- Text block -
- Opening Delimiter -

Porous space — biomimetic of tafoni in computational design

Abstract

Porous urban spaces not only improve interactions, but also increase natural ventilation. Weathered rocks are where porous spaces exist in nature. This paper investigates the biomimicry of tafoni, a type of weathered rock that contains pores of varying sizes. The formation of tafoni inspires architectural design, but its complex shape makes manual modeling challenging. The objective of studying the biomimetics of tafoni is to apply its benefits to design applications. Using biomimetic techniques, computation algorithms for tafoni morphogenesis are developed. This paper investigates the inherent characteristics of tafoni and reclassifies them based on architectural geometric elements. It then describes the reclassified tafoni and explains the formation process. This paper develops a 3D evolutionary algorithm and a 2.5D descriptive algorithm based on diagrams. After a comparison, the 2.5D algorithm is chosen because it is more controllable and operable for computational design. This paper also conducts experiments on the results obtained by the 2.5D algorithm to demonstrate its adaptability and architectural design application potential, as well as its application schemes in various design disciplines, including urban planning, architectural design, and landscape design. This paper proposes an algorithm that can be utilized in various fields of computational design. It is computationally efficient while retaining its biological form.

- Closing Delimiter -

- Work required -
Answer these questions using the tafoni abstract above:
1. According to the abstract, where do porous spaces exist in nature?
2. Which two algorithms does the paper develop?
3. Why is the 2.5D algorithm chosen over the other?

- The data -
- Opening Delimiter -

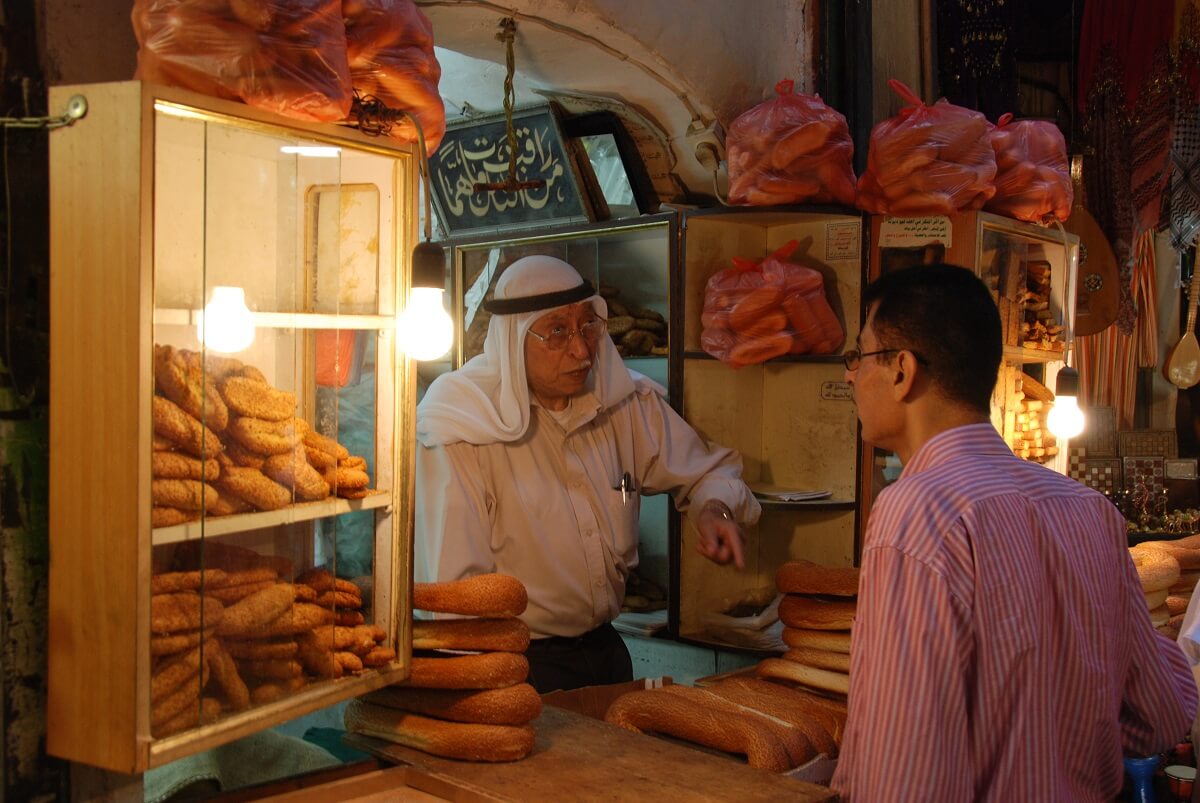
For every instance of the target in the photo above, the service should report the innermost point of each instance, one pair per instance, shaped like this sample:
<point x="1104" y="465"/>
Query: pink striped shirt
<point x="1002" y="649"/>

- Closing Delimiter -

- Solution for this task -
1. Porous spaces exist in weathered rocks.
2. The paper develops a 3D evolutionary algorithm and a 2.5D descriptive algorithm based on diagrams.
3. It is chosen because it is more controllable and operable for computational design.